* _Written exercise_: Return each line below that contains the word "white", copied in full.

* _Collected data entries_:
————

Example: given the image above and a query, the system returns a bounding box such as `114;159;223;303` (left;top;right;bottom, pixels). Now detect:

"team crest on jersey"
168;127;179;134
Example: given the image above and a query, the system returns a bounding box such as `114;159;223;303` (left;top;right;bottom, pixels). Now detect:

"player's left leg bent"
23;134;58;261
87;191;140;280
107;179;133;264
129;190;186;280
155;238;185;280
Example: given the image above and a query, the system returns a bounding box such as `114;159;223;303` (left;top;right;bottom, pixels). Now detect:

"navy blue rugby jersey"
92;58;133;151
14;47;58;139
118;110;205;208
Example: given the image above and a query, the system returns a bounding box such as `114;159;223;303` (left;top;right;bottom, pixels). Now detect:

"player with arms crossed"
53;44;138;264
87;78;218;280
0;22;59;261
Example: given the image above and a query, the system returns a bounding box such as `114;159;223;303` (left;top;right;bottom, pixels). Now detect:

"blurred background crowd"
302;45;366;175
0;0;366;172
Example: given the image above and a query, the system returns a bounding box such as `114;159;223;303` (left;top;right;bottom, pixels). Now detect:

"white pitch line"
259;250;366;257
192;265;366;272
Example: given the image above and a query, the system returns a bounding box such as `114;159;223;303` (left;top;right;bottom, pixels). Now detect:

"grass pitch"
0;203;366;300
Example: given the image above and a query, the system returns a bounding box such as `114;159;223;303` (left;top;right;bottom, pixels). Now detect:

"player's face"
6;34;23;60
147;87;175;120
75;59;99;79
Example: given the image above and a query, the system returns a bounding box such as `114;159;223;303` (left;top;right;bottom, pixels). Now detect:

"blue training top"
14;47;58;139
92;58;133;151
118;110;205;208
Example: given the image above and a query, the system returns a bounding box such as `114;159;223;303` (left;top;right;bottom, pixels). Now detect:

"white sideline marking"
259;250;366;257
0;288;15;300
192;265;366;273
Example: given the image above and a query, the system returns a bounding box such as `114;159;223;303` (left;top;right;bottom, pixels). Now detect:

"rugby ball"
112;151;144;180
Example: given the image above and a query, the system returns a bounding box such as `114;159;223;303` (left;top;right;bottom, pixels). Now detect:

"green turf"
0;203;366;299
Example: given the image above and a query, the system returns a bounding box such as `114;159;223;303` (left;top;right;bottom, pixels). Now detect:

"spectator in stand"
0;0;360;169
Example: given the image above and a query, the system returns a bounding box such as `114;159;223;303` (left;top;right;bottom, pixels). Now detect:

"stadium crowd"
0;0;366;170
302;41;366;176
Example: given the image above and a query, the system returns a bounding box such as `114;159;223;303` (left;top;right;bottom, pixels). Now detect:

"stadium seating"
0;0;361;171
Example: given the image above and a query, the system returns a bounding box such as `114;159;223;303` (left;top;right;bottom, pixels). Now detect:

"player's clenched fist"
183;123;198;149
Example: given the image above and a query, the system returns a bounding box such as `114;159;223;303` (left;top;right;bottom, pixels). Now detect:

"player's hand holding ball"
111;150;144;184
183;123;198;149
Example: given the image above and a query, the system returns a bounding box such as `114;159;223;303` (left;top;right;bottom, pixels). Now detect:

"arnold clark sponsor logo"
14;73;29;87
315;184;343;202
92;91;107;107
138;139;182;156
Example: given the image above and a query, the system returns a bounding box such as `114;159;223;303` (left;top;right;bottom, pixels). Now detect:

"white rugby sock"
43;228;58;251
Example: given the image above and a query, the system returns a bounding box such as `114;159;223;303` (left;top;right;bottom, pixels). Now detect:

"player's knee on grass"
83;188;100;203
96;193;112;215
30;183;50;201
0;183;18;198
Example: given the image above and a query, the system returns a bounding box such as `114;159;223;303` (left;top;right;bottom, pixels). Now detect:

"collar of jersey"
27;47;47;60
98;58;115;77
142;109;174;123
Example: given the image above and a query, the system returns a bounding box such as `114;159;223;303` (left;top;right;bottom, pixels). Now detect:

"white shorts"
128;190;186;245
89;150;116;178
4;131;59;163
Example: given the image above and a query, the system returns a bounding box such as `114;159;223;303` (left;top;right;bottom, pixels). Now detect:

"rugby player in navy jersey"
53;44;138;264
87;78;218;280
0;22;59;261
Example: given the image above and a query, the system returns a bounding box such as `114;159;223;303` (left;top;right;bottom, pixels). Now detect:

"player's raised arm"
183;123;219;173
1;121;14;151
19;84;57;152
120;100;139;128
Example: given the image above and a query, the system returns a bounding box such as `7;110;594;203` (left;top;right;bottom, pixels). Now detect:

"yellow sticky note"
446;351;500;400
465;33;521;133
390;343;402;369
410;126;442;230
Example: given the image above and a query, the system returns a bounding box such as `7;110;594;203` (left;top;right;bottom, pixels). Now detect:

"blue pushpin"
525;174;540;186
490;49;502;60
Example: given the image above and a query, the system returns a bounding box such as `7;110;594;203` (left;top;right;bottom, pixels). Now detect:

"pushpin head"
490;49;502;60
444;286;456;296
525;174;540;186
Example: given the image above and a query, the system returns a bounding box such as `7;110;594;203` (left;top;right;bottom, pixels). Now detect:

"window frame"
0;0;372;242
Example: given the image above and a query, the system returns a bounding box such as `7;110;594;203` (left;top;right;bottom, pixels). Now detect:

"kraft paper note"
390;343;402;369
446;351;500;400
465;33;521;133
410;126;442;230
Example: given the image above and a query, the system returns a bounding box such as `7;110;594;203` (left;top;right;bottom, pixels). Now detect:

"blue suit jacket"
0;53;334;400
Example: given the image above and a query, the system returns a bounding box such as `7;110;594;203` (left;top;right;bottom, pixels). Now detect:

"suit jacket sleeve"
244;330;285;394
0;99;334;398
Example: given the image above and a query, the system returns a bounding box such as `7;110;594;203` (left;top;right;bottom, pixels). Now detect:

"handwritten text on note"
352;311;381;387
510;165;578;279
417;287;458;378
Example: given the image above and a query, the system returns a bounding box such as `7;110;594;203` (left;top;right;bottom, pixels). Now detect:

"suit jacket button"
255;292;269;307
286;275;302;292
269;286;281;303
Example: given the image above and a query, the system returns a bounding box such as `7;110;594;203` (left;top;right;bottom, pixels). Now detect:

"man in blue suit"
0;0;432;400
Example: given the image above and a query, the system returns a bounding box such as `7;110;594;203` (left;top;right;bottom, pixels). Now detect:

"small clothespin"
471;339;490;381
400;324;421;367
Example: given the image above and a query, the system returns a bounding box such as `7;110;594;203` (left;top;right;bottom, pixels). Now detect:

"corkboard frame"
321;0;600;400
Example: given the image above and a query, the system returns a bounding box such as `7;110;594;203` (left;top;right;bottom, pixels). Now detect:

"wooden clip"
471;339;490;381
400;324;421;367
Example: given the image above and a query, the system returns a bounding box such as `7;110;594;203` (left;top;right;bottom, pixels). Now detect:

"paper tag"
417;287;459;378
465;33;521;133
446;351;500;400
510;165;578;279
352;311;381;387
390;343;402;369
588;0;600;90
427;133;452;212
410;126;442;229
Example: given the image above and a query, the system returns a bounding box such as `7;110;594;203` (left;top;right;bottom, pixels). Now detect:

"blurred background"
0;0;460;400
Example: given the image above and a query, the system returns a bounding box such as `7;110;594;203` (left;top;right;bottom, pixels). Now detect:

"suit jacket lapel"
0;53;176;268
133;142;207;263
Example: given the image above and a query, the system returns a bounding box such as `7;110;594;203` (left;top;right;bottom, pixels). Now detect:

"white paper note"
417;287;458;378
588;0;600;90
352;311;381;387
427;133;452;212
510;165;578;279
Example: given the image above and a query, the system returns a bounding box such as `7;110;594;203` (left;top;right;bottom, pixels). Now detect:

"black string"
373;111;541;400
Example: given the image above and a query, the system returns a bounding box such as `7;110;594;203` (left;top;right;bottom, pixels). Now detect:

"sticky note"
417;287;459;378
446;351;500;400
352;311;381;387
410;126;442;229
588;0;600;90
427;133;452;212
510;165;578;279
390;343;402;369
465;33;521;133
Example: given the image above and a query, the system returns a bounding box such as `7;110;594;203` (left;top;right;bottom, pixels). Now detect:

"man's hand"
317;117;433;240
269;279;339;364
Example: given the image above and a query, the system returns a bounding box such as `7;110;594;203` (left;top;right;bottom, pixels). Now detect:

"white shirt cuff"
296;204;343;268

————

* _The solution_:
"white pitch line"
"white sideline marking"
"white rugby sock"
"white shorts"
"white paper note"
"white shirt cuff"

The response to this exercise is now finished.